■ Your instructions
Using the abstract on the Salmonella In Silico Typing Resource (SISTR), explain in one to three sentences why rapid in silico analysis of minimally processed draft genome assemblies is useful.

■ Text passage
◇ ◇ ◇ ◇ ◇

Abstract - Food-borne salmonellosis is an important public health concern worldwide. Despite the increasing adoption of DNA-based subtyping approaches, serotype information remains a cornerstone in food safety and public health activities aimed at reducing the burden of salmonellosis. At the same time, recent advances in whole-genome sequencing (WGS) promise to revolutionize our ability to perform advanced pathogen characterization in support of improved source attribution and outbreak analysis.
We present the Salmonella In Silico Typing Resource (SISTR), a bioinformatics platform (available at https://usegalaxy.eu/root?tool_id=sistr_cmd) for rapidly performing in silico Salmonella serotype predictions using a combination of O (somatic) and H (flagellar) antigen sequences combined with a 330 gene cgMLST scheme for refining predictions. SISTR serovar prediction algorithm uses the in silico results to create a query based on O serogroup, H1, and H2 antigen gene sequences that is used to identify the serovar based on the antigenic formula. Individual O antigen factors are determined using the White-Kauffmann-Le Minor (WKL) scheme. As sequencing of Salmonella isolates at public health laboratories around the world becomes increasingly common, rapid in silico analysis of minimally processed draft genome assemblies provides a powerful approach for molecular epidemiology in support of public health investigations.
Results - We tested and validated the SISTR on Salmonella whole genome sequences from the public repositories of WGS data at the National Center for Biotechnology Information. The final validation dataset consisted of 4,191 draft genomes with 10 or more genome representatives per serovar with metadata of sufficient quality. A total of 3,967 genomes were accurately predicted out of a total of 4,191 genomes included in this analysis, for a global prediction accuracy of 94.9%. The accuracy of prediction was also assessed on a per serovar basis. For serovars with a minimum of four genomes in the dataset, 79 of 84 had at least a 75% concordance between reported and predicted serovar. Among serovars with ten or more genomes, 35 of 46 had a concordance of 97% or higher.
Conclusion - We have developed SISTR to accurately perform serotype predictions using minimally processed assemblies through a command line interface available through Galaxy and IRIDA platforms. Analytical platforms to perform rapid analysis of Salmonella genome sequence data using a number of complementary approaches will improve the response capacity of the public health system for the prevention and control of salmonellosis.

◇ ◇ ◇ ◇ ◇

■ Data for analysis
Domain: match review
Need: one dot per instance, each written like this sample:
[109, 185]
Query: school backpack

◇ ◇ ◇ ◇ ◇

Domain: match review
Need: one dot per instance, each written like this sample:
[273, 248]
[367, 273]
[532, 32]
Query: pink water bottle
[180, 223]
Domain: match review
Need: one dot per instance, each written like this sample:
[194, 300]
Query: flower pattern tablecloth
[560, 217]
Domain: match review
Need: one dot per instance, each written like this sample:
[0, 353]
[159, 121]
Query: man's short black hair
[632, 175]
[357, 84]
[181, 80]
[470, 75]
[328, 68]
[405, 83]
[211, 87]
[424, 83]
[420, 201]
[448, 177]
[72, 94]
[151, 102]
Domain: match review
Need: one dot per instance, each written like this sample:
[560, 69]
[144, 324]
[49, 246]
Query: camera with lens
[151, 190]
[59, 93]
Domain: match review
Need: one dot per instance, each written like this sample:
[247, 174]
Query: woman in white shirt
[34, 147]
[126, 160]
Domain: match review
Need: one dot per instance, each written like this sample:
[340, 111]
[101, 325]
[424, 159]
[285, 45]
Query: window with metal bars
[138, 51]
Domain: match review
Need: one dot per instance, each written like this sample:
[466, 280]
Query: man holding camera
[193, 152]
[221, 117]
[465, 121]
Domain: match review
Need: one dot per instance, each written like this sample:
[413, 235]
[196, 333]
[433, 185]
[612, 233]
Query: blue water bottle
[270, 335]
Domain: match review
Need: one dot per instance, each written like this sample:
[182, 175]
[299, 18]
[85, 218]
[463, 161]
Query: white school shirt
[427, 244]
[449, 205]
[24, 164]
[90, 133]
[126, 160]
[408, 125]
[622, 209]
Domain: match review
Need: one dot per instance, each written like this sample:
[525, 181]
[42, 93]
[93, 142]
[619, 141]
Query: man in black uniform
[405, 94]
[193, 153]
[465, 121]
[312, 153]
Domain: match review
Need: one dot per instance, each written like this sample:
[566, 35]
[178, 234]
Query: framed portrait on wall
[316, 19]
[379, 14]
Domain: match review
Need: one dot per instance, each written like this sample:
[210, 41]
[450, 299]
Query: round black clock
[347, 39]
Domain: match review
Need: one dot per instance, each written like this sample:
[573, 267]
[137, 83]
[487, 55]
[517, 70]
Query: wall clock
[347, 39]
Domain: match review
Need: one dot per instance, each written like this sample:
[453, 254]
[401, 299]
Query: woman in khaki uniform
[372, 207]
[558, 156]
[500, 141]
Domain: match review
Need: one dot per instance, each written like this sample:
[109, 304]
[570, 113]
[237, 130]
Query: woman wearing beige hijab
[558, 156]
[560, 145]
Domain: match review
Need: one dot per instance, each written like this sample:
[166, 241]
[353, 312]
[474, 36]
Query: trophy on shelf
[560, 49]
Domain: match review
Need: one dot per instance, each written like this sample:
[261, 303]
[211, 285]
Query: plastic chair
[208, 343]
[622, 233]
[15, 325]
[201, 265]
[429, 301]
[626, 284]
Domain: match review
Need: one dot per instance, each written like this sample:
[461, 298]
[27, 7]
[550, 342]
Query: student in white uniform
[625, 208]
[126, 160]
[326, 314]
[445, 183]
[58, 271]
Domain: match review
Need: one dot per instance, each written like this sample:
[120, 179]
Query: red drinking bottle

◇ ◇ ◇ ◇ ◇

■ Exercise answer
Public health laboratories around the world are increasingly sequencing Salmonella isolates. Rapid in silico analysis of these minimally processed draft assemblies therefore offers a powerful approach for molecular epidemiology in support of public health investigations.